▶ _Texte fourni_:
========

Oui et Arendt est une disciple de Heidegger (et l'une de ses détractrices) et donc de Nietzsche. Forcément, nous retrouvons donc cette forme de "domination" dans le désir et l'expression du pouvoir.
J'ai beaucoup aimé ta phrase :
Pour Nietzsche par exemple, l'instinct de survie n'est que l'expression de ce qu'il appelle le désir d'extension du Moi. La première chose que veut l'Homme c'est étendre sa conscience autour de lui et non pas survivre (c'est d'ailleurs ainsi par l'existence d'un alter ego qu'il prend conscience de lui même et souhaite vivre. Il est facile de faire une analogie avec de simples microbes : leur désir de survie est bien inférieur au désir d'extension purement biologique). Les travaux de Arendt tendent à démontrer qu'il y aurait une confusion entre l'existence du "Moi" instinctif et notre instinct de survie. Par extension du Moi, nous n'entendons pas écraser son voisin par la force, mais un rapport bien plus subtile qui peut tout aussi bien être un désir de transmission de savoir, un sentiment amoureux, d'amitié, de peur, de souffrance etc. L'interprétation de ce cas particulier (celui de Eichmann) devient parfaitement logique. Il ne semble pas illogique qu'un individu affublé de folie soit en réalité parfaitement logique dans sa vision du monde et pire encore puisse parfaitement en arriver à mettre fin à sa propre vie car il n'arrive pas à exprimer ce désir d'extension. Pour moi, l'approche naturaliste de la philosophie, permet de montrer qu'en réalité il existe des phénomènes fondamentaux qui sont "au dessus" (improprement) de l'instinct. (Pour relier ça à la biologie, il existe les théories sur la néoténie qui indique que l'être humain naît de manière prématurée ce qui lui assure une plus grande adaptabilité et une plus grande souplesse évolutive. Il ressent alors un besoin de communication pour évoluer pleinement. Cette hypothèse biologique rejoint l'hypothèse du désir du Moi à s'étendre. Je trouve d'ailleurs peu de travaux qui mêlent ces visions biologiques et des idées philosophiques. De même je parlais de bactéries tout à l'heure, mais l'ensemble du vivant semble suivre cette règle plus importante que la survie : l'extension. Darwin a négligé cette hypothèse malheureusement)Car dans les travaux de Arendt, en particulier sur le cas Eichmann, on se rend compte que les personnes qui ont effectué les pires atrocités ne regrettent rien. Ils ont été "câblés", et ce "câblage" constitue leur réel à eux, leur épistémè individuel, leur monde; et s'ils acceptent de s'être trompé, alors tout s'écroule, ce qui en terme darwinien de survie, est impossible pour un organisme vivant.

========

▶ _Questions_:
- 1) Répondez aux questions suivantes à l'aide du texte sur Nietzsche et Arendt.
(a) De quel philosophe Arendt est-elle la disciple, selon le texte ?
(b) Que disent les théories sur la néoténie à propos de la naissance de l'être humain ?
(c) Que constate-t-on, dans les travaux d'Arendt sur le cas Eichmann, au sujet des personnes qui ont commis les pires atrocités ?
- 2) Poursuivez le texte sur Nietzsche, Arendt et le cas Eichmann à la suite de sa dernière phrase.

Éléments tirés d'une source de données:
========

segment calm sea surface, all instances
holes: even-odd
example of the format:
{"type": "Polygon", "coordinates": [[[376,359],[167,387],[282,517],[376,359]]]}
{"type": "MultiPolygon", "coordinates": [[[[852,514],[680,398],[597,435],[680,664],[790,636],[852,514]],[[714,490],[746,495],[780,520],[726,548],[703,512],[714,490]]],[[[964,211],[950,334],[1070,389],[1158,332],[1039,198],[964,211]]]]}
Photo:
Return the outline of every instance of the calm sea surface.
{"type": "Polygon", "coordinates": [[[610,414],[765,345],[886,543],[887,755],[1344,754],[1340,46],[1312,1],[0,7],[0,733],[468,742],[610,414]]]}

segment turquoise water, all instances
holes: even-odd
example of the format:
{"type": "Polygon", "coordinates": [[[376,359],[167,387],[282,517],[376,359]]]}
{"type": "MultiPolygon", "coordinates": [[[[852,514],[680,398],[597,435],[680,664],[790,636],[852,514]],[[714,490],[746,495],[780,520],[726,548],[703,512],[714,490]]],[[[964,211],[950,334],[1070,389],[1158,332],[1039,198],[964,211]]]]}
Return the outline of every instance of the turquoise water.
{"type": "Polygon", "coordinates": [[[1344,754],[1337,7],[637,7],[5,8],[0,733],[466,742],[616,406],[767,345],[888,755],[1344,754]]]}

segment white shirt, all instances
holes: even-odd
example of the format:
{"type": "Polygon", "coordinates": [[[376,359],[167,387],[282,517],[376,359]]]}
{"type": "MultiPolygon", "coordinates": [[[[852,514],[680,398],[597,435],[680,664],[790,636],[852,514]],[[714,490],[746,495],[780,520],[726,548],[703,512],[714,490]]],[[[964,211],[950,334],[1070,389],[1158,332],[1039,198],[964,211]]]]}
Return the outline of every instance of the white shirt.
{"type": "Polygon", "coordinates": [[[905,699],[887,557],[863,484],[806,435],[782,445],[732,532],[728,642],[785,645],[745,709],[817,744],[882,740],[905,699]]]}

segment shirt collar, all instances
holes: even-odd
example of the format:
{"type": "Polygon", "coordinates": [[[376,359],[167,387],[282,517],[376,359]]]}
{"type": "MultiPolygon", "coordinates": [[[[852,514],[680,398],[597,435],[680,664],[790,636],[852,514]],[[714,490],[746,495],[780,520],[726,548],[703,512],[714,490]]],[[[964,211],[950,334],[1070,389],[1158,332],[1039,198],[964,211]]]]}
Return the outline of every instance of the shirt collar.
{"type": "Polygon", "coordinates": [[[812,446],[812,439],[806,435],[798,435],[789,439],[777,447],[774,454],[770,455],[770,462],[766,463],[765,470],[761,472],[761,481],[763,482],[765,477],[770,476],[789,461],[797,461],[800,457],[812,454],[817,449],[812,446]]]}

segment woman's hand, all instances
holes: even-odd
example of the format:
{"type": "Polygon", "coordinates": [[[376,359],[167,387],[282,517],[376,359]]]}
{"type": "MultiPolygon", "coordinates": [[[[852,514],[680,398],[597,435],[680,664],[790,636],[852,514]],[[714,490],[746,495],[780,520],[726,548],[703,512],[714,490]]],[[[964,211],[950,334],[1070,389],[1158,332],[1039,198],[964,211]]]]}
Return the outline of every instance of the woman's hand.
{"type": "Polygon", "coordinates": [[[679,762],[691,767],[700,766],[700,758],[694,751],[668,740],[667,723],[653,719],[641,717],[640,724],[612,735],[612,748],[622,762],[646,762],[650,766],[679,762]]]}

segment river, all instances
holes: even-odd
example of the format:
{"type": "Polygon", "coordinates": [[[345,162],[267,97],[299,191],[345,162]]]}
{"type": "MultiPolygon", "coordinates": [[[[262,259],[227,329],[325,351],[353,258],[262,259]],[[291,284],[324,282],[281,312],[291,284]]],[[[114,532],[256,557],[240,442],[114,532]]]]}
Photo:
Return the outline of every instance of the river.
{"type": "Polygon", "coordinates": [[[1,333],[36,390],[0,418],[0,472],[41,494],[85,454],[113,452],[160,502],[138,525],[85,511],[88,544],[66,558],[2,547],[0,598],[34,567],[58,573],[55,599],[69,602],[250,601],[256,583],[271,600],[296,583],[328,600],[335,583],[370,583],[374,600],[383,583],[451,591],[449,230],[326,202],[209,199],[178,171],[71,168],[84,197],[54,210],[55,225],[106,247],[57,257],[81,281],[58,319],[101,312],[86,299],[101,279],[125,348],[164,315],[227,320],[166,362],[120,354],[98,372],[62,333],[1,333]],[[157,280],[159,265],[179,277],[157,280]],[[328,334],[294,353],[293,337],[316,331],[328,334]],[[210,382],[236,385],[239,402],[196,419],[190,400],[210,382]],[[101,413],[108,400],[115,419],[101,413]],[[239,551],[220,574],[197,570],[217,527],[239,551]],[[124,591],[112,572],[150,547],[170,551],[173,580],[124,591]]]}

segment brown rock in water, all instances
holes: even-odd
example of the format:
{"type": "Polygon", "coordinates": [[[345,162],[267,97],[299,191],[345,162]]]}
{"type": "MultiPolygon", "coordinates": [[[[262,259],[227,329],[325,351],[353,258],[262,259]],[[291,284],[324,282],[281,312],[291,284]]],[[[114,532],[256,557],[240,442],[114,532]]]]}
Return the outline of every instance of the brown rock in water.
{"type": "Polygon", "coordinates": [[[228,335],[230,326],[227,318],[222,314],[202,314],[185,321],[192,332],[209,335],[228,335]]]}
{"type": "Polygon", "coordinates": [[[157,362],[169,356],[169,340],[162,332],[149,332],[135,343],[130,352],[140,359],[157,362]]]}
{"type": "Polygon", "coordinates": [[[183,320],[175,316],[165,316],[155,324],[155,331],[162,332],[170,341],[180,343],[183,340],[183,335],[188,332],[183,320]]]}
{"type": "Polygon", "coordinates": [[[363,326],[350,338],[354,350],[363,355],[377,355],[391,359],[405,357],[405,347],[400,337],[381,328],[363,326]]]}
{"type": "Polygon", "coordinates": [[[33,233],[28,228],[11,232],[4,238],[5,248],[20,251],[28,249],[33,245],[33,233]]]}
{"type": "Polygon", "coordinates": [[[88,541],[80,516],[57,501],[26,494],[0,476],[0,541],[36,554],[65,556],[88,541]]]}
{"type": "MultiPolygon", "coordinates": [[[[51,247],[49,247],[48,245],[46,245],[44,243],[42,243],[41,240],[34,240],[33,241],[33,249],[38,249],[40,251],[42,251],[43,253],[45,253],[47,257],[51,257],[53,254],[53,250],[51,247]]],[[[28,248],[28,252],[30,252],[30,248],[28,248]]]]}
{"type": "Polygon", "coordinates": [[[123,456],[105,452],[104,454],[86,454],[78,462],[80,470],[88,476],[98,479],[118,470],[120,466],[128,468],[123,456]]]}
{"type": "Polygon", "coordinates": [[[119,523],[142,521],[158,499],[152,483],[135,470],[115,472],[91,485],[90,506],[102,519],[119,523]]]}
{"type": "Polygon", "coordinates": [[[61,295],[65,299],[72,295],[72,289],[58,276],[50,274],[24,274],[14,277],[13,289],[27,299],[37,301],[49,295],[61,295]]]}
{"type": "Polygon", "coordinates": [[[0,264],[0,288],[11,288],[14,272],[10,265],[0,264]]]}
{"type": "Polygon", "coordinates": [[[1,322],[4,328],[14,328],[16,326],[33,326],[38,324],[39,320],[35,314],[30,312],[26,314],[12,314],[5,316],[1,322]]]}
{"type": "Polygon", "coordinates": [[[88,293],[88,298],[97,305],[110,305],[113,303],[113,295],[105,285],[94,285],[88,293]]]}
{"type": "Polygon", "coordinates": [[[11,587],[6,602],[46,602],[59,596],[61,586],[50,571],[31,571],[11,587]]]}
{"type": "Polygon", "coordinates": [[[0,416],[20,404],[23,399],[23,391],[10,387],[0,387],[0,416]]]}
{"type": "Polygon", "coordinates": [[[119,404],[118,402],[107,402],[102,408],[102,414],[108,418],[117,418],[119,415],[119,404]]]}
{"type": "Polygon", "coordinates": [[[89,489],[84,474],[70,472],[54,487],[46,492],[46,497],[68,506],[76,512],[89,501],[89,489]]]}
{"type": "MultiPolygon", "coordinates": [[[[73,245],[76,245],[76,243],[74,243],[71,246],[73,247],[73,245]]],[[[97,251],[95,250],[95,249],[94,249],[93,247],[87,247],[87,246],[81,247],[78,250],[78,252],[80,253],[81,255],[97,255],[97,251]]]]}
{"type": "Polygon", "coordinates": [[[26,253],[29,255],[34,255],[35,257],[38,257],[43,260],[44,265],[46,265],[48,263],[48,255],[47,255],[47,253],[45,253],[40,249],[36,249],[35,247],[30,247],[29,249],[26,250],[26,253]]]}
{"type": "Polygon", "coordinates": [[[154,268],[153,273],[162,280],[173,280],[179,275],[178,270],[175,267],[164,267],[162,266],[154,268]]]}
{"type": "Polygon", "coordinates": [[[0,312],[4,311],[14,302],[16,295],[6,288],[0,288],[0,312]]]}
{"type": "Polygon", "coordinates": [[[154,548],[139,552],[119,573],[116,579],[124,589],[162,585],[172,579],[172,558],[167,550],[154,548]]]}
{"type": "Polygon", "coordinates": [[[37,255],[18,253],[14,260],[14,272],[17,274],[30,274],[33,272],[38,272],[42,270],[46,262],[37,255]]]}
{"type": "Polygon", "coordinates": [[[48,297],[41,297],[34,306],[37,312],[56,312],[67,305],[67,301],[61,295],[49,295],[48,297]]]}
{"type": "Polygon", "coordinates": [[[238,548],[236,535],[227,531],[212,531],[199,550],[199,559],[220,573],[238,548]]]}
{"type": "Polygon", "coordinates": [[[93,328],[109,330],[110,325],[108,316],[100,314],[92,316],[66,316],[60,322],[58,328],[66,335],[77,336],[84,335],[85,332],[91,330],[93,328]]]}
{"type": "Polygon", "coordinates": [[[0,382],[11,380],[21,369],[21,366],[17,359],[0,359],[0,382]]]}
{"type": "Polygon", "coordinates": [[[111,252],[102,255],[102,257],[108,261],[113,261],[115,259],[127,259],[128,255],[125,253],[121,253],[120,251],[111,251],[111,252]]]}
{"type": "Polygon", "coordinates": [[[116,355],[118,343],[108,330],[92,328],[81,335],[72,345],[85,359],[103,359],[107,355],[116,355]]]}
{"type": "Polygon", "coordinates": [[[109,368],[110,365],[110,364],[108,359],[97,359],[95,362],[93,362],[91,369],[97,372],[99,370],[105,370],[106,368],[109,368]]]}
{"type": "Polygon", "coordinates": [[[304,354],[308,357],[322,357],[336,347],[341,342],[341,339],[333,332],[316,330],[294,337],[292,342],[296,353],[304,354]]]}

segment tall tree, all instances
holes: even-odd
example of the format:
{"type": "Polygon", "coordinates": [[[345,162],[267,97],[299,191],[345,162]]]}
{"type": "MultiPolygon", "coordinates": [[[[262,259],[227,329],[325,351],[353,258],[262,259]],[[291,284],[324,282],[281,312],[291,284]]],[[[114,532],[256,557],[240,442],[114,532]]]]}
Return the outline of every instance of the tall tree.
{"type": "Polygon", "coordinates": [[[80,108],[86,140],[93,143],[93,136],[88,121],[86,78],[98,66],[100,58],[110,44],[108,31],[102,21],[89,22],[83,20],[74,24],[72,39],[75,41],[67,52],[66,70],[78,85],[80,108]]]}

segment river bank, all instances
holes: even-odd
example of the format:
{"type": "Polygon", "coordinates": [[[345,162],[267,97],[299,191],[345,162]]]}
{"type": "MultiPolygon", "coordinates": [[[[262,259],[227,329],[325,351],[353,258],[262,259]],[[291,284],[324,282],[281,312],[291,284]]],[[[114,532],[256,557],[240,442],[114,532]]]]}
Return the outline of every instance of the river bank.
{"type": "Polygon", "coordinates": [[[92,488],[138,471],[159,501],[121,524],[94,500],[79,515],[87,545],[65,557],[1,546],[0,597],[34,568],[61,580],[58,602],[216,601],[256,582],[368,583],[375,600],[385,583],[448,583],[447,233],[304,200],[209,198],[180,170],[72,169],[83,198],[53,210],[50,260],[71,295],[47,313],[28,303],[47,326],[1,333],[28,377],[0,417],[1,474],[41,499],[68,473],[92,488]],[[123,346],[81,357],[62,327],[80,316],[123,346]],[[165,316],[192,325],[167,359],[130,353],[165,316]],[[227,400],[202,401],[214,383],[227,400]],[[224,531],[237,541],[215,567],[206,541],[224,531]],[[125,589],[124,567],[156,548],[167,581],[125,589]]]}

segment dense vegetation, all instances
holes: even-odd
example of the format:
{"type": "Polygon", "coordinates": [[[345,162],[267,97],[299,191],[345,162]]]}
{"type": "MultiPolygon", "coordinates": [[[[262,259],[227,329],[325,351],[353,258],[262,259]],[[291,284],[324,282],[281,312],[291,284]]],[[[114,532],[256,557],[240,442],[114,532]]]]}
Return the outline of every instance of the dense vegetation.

========

▶ _Réponses fournies_:
- 1)
(a) Arendt est une disciple de Heidegger, et donc de Nietzsche.
(b) Elles indiquent que l'être humain naît de manière prématurée, ce qui lui assure une plus grande adaptabilité et une plus grande souplesse évolutive.
(c) On constate que ces personnes ne regrettent rien.

- 2)
Donc oui, les mécanismes de la peur s'appliquent à toutes les strates de la société. C'est un problème philosophique et pas simplement politique. Je partage totalement ta conclusion. C'est pour cette raison que j'indiquais justement que l'origine et les causes ne peuvent pas s'arrêter à un simple business; il est nécessaire pour en comprendre les rouages, de comprendre le développement de la conscience de l'Homme et pourquoi il use de cette peur pour acquérir le pouvoir. Tant qu'on ne s'interroge pas sur ces questions, ce n'est que de la logique simple qui saute de conséquences en conséquences. D'ailleurs c'est ce que le reportage de France 2 m'a laissé comme goût.